**TASK BRIEF:**
Set out each line of the listing below as a numbered list, skipping any blank lines and leaving the pictures out.

**RECORDS FOR THIS TASK:**
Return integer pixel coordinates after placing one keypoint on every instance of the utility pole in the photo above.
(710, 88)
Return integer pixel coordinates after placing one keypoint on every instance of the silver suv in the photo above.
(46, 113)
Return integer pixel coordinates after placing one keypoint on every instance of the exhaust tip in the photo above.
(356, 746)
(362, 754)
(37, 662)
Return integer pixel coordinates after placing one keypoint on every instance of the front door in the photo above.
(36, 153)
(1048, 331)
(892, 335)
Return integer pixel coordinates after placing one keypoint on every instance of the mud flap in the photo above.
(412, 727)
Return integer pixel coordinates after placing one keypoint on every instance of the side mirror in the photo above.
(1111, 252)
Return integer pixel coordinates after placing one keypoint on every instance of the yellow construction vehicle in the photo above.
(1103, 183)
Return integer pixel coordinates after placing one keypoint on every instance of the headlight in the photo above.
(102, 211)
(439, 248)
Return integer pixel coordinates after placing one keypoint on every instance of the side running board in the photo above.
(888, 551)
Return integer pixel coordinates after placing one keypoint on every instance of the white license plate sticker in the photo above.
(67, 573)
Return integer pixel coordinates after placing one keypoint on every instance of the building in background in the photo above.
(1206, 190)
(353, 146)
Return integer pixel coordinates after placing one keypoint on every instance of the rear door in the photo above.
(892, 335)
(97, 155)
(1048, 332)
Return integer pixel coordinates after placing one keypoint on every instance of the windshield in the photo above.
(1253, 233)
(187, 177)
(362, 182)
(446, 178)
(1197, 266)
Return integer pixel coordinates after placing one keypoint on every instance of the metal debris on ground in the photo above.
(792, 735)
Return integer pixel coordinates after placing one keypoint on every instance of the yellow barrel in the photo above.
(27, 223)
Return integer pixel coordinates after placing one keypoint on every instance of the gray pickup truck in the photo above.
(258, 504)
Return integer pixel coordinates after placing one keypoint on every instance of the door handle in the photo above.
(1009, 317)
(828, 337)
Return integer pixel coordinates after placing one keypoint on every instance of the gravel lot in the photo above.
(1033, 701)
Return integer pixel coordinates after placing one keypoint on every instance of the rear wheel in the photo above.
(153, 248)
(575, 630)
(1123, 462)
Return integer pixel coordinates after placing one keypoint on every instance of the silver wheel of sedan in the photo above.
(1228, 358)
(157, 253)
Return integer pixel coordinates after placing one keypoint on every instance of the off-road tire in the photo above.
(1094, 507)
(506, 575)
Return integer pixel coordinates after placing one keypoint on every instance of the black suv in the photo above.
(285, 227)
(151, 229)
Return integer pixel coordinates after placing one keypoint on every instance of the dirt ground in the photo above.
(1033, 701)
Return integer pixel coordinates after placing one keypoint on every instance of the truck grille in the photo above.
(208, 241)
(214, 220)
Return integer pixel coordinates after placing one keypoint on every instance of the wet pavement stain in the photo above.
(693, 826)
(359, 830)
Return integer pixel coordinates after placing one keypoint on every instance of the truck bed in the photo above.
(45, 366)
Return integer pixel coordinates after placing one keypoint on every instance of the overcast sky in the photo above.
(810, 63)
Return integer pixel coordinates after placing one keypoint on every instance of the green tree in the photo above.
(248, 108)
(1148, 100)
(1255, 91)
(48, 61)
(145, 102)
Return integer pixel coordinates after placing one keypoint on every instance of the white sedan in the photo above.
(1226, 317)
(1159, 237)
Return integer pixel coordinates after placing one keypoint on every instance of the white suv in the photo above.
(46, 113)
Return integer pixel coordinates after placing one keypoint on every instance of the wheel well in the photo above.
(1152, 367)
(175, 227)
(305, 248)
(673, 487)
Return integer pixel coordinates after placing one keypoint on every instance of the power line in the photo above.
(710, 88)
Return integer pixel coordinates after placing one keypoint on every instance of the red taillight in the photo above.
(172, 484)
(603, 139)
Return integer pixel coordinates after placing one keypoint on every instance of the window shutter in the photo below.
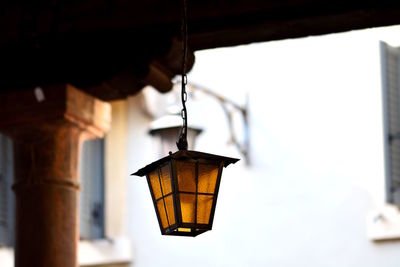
(6, 194)
(92, 194)
(390, 61)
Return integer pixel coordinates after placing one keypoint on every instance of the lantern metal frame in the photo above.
(191, 229)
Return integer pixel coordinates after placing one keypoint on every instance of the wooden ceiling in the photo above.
(112, 49)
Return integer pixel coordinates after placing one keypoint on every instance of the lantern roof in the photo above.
(186, 155)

**RIGHT ANSWER:**
1. Return integer pixel coordinates after placing one keypoint on every instance of the utility pole in the photo above.
2. (710, 88)
3. Return integer pixel coordinates after placing one keypoint on every instance of the silver suv in the photo above.
4. (46, 113)
5. Return integer pixel coordinates after placing one keypoint on every instance of the exhaust tip in the photo above.
6. (356, 746)
7. (362, 754)
8. (37, 662)
9. Return integer pixel coordinates after placing one keypoint on every instance of the front door in the photo above.
10. (36, 153)
11. (1048, 331)
12. (892, 335)
13. Return integer pixel coordinates after placing one keypoint on every instance of the mud flap in the photo above.
14. (412, 727)
15. Return integer pixel coordinates after placing one keypoint on every instance of the side mirror in the photo above.
16. (1111, 252)
17. Return integer pixel coordinates after placing one keypoint on every instance of the yellow construction vehicle in the photo above.
18. (1103, 183)
19. Return integer pixel coordinates after placing one keypoint on every instance of the headlight in the photo above.
20. (102, 211)
21. (439, 248)
22. Return integer pixel coordinates after placing one keypoint on every instance of the side running board in the photo above.
23. (888, 551)
24. Return integer pixel coordinates after placing one keypoint on every instance of the white license plate sticker in the photo above.
25. (67, 573)
26. Return integer pixel coordinates after placing one keypoint on every instance of the building in background in the photo above.
27. (1206, 190)
28. (353, 146)
29. Return integer pixel coordinates after placing one keypoint on every instance of the rear door in the photo above.
30. (892, 335)
31. (97, 155)
32. (1048, 332)
33. Return integer pixel coordinates after placing one keypoint on every instance of the windshield in the photo above.
34. (1253, 233)
35. (187, 177)
36. (362, 182)
37. (446, 178)
38. (1197, 266)
39. Return integer pixel coordinates after placing one keypoint on every instance of the metal debris on ground in the photo above.
40. (792, 735)
41. Return integer pixel coordinates after placing one keypoint on every instance of the yellow barrel in the photo above.
42. (27, 223)
43. Return integer pixel coordinates after placing one keypoint on every instance of the gray pickup truck in the photo above.
44. (258, 504)
45. Return integer pixel coordinates after placing one keypoint on every instance of the door handle in the photo above.
46. (1009, 317)
47. (828, 337)
48. Return integer pixel coordinates after placing one keypoint on every instance of the gravel lot in the photo above.
49. (1033, 701)
50. Return integer pixel coordinates after placing one keypoint on every instance of the rear wheel in the photo above.
51. (153, 248)
52. (575, 630)
53. (1123, 462)
54. Return integer pixel coordinates after placing one keypoint on every instance of the silver wheel of sedan in the photo above.
55. (1228, 358)
56. (157, 253)
57. Return integer pixel coordinates after placing one keypoint on every instance of the off-road tire in the photo above.
58. (1094, 507)
59. (506, 575)
60. Return integer pixel coordinates after placing one keypoint on every instance of the black suv in the photo above.
61. (285, 227)
62. (151, 229)
63. Return integer pixel coordinates after placing one keypoint on every instance of the dirt ground in the photo above.
64. (1033, 701)
65. Return integer pixel coordinates after placing one keypoint on every instance of the truck grille in the photo above.
66. (208, 241)
67. (214, 220)
68. Return integer pixel coordinates after placing one keypoint on every instance of the wet pavement stain in the photo above.
69. (693, 826)
70. (359, 830)
71. Return integer pixel coordinates after placing one keypoint on every instance of the truck bed in the photo above.
72. (45, 366)
73. Return integer pixel coordinates after placing one keypoint on every instance of the overcast sky in the photo above.
74. (810, 63)
75. Return integer pixel coordinates after placing one keypoint on every instance of the green tree in the photo above.
76. (248, 108)
77. (1148, 100)
78. (1255, 91)
79. (48, 61)
80. (145, 102)
81. Return integer pixel coordinates after placing one keypoint on every instance of the white sedan in the photo above.
82. (1226, 317)
83. (1159, 237)
84. Return integer pixel coordinates after placing one keypoint on every instance of the white suv in the photo above.
85. (46, 113)
86. Return integer pixel coordinates after placing one keypoint on every instance of the wheel well in the photo above.
87. (1152, 367)
88. (175, 227)
89. (305, 248)
90. (673, 487)
91. Return integer pixel coordinates after placing one keypoint on every instance of the power line in the photo above.
92. (710, 88)
93. Return integer pixel coordinates after placing one keypoint on every instance of the red taillight in the photo above.
94. (172, 484)
95. (603, 139)
96. Return integer pixel coordinates after placing one keypoint on every instance of the window shutter in the photo below.
97. (6, 194)
98. (92, 194)
99. (390, 61)
100. Return integer pixel coordinates after placing one keypoint on every instance of the lantern metal frame in the photo above.
101. (191, 229)
102. Return integer pixel coordinates after placing one keypoint on every instance of the wooden ceiling in the photo above.
103. (112, 49)
104. Return integer pixel coordinates after placing one keypoint on every instance of the lantern roof in the photo above.
105. (186, 155)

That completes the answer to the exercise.